EXERCISE AIM. Among the entries below, find the lines with the word "metal" and return them.

EXERCISE INPUT.
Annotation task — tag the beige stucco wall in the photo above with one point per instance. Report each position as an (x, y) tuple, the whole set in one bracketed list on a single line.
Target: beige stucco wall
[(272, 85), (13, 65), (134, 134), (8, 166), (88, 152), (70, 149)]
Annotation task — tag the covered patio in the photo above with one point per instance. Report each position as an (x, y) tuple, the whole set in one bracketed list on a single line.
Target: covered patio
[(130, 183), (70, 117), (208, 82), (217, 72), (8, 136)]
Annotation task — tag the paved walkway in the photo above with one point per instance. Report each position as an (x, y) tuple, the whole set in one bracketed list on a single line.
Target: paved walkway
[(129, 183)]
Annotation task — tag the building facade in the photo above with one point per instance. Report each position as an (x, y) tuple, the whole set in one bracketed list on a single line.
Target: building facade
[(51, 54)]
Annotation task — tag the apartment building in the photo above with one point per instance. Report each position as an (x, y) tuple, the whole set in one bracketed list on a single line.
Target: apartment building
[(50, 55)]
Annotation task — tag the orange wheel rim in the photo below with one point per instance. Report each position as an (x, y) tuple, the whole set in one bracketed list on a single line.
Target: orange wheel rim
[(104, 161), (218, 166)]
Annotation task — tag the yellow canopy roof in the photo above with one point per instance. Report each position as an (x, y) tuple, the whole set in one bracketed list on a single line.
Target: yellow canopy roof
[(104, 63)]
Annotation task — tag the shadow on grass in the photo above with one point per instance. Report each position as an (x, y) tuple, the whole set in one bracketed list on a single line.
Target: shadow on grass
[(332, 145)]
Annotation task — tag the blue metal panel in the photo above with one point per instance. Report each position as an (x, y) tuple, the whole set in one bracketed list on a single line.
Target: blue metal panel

TASK ANSWER.
Annotation task — tag the blue metal panel in the photo above with one point per instance. Report each position as an (x, y) tuple, the whole set in one bracketed list on a single line.
Target: blue metal panel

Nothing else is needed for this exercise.